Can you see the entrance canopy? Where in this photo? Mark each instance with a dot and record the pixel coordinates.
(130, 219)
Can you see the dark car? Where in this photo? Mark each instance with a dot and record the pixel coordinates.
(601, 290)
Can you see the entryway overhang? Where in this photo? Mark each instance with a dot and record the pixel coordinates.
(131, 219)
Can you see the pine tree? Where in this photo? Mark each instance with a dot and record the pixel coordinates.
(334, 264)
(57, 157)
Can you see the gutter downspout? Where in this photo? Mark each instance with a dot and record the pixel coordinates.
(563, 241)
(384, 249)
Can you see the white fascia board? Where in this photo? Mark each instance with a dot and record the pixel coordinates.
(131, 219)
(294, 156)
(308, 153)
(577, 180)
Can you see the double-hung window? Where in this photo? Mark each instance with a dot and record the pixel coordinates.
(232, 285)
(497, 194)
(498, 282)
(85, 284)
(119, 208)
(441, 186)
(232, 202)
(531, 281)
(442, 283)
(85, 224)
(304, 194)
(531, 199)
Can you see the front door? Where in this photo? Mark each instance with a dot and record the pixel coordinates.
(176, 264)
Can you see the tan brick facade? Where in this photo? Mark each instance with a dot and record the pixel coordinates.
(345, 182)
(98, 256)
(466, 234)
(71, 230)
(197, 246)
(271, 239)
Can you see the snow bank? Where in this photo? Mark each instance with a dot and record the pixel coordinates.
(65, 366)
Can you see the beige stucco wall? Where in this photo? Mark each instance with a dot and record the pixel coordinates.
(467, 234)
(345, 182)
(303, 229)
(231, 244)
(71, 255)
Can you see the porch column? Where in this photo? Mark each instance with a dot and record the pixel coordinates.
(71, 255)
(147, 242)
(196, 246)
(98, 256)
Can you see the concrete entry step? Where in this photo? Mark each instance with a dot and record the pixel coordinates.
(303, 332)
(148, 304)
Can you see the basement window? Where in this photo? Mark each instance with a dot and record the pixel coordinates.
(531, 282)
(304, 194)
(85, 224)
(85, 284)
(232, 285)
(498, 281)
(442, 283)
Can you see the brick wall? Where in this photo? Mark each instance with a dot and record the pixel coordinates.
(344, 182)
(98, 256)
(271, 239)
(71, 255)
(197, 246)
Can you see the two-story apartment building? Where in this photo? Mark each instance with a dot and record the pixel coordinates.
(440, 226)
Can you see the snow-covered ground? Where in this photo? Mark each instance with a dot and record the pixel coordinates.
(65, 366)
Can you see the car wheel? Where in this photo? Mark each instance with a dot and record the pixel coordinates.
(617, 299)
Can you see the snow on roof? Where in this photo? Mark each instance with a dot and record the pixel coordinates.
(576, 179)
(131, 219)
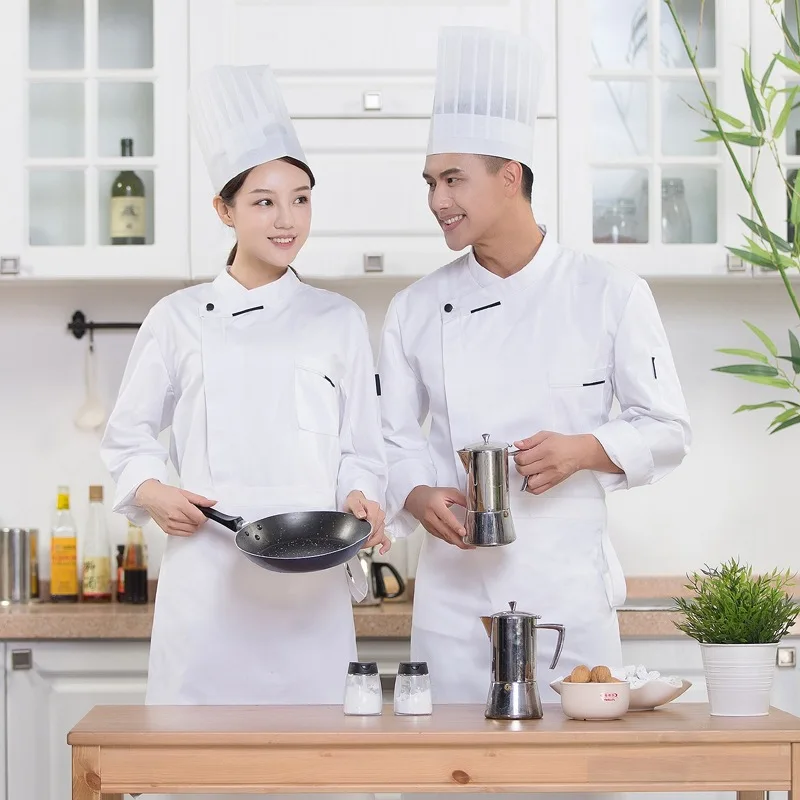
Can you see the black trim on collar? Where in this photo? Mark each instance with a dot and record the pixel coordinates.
(483, 308)
(247, 310)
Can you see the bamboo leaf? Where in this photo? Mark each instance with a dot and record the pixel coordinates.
(794, 213)
(790, 413)
(794, 66)
(764, 233)
(795, 48)
(768, 343)
(795, 362)
(748, 369)
(794, 347)
(776, 383)
(746, 139)
(733, 351)
(787, 424)
(724, 116)
(758, 406)
(756, 111)
(768, 73)
(783, 117)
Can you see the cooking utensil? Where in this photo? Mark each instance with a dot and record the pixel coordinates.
(297, 541)
(376, 583)
(488, 519)
(92, 414)
(514, 693)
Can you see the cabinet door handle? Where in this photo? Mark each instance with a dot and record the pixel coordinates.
(9, 265)
(21, 659)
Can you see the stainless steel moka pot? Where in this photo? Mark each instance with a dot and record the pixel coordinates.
(488, 519)
(513, 693)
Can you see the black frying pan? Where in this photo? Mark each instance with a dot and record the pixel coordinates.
(298, 541)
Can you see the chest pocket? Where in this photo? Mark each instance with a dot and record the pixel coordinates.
(316, 401)
(580, 398)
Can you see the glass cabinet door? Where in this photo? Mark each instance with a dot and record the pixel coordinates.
(637, 186)
(99, 170)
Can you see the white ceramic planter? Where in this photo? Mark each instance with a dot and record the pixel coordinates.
(739, 678)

TASK TO COMPLETE: Find the line that contains "Can you see the car", then write out that line and every line after it through the end of the records, exactly. Leave the pictures out.

FULL RESPONSE:
Can you see the car wheel? Where in this photo? Mark each instance with a dot and record the pixel coordinates.
(617, 299)
Can you see the snow on roof? Where in this photo? Mark each instance with a dot and record the pixel coordinates.
(576, 179)
(131, 219)
Can you see the black trim on collar? Where in this photo? Mark each instance with a dot and record the pixel coordinates.
(483, 308)
(247, 310)
Can you see the bamboo leaf? Where in this photo? Mark each instance with a dot and record the pixel coordinates.
(794, 213)
(790, 413)
(794, 66)
(764, 233)
(795, 48)
(768, 343)
(795, 362)
(748, 369)
(794, 347)
(776, 383)
(746, 139)
(733, 351)
(787, 424)
(724, 116)
(758, 406)
(756, 111)
(768, 73)
(783, 117)
Can you see the cooking utensil? Where in this photo? Mark each instance with a dot and record the pixel coordinates.
(297, 541)
(376, 583)
(488, 519)
(92, 414)
(514, 693)
Can you see the cabinet door handle? Where in this photo? Mark each instance with a dot and record the pixel coordinates.
(9, 265)
(21, 659)
Can you see the stainless steel moka pot? Where in this photo? Mark each instance with a dot and record the pixel coordinates.
(488, 519)
(513, 693)
Can you see the black frying pan? Where in this photo? Mark each instance with a dot and record the pixel coordinates.
(298, 541)
Can you see the chest pocket? Where in this photo? Mark each instance with a dot and record the pixel coordinates.
(316, 401)
(580, 398)
Can you see the glass cabinet door? Where in this photo? Mark each instance with a dot and record the pixel coordinates.
(637, 186)
(99, 170)
Can you see the white ceramic planter? Where in this photo? Mark each instance with a dot and record the pixel coordinates.
(739, 678)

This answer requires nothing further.